-- Start Record list --

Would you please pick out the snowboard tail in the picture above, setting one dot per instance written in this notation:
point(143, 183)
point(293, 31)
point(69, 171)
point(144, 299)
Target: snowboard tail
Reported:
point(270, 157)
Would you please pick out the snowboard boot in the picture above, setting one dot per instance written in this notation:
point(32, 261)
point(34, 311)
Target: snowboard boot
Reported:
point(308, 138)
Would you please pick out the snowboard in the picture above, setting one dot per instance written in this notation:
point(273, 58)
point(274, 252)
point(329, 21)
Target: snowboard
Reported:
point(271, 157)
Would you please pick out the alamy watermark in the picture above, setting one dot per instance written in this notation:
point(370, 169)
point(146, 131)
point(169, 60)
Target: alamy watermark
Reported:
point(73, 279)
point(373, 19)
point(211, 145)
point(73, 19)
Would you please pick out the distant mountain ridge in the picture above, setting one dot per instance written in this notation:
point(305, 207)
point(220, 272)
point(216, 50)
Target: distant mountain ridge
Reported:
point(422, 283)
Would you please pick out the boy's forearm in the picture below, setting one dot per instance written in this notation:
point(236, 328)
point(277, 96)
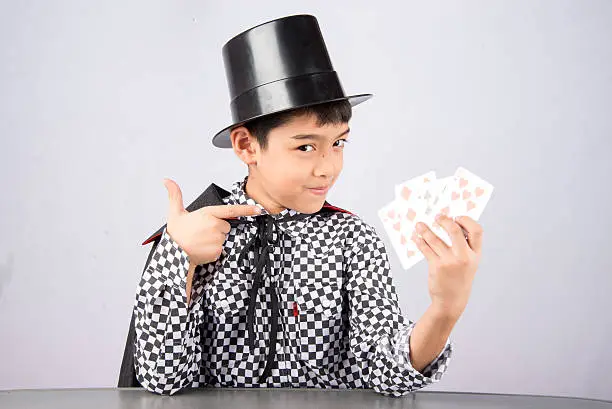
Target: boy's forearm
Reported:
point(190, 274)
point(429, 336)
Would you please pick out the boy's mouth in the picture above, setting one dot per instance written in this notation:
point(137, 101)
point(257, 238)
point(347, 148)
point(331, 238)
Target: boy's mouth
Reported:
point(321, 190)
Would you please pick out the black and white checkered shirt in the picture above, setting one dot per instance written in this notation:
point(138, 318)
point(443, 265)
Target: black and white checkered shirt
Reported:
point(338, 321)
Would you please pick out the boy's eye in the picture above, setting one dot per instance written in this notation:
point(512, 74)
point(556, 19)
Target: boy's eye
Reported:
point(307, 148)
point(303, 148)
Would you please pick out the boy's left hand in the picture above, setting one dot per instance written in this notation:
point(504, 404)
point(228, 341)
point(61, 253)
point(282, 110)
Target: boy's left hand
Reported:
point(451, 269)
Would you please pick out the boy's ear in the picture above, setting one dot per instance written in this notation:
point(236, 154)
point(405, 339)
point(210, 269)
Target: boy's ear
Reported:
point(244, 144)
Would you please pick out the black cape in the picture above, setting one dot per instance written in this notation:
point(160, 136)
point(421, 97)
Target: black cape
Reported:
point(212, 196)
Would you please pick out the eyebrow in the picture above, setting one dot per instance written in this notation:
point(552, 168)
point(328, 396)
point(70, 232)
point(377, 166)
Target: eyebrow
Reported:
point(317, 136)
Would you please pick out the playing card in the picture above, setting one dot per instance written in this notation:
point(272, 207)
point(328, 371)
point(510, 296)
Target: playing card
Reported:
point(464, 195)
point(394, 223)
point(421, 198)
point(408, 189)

-- End Record list --

▸ Work instructions
Recast the data from the line with "Would you please pick out the snowboard boot" up to and including the line with "point(429, 336)" as a numbered list, skipping any blank lines. Leave the pictures out.

▸ Exercise output
1. Would you please pick out the snowboard boot in the picture above, setting one dot per instance written in this notation:
2. point(32, 261)
3. point(34, 311)
4. Target: snowboard boot
5. Reported:
6. point(308, 138)
7. Would you please pick out the snowboard in the picture above, setting one dot per instance written in this notation:
8. point(273, 58)
9. point(274, 252)
10. point(329, 21)
11. Target: snowboard
12. Reported:
13. point(271, 157)
14. Would you please pick out the alamy watermark in the picture above, setting one dot per instance written in this notation:
15. point(370, 169)
16. point(146, 131)
17. point(169, 60)
18. Target: alamy watermark
19. Reported:
20. point(73, 279)
21. point(373, 19)
22. point(211, 145)
23. point(73, 19)
24. Would you please pick out the distant mountain ridge in the picture above, setting one dot per instance written in this notation:
25. point(305, 207)
26. point(220, 272)
27. point(216, 50)
28. Target: distant mountain ridge
29. Reported:
30. point(422, 283)
31. Would you please pick out the boy's forearm in the picture below, setting one dot per instance written in this notation:
32. point(236, 328)
33. point(277, 96)
34. Target: boy's forearm
35. Reported:
36. point(190, 274)
37. point(429, 336)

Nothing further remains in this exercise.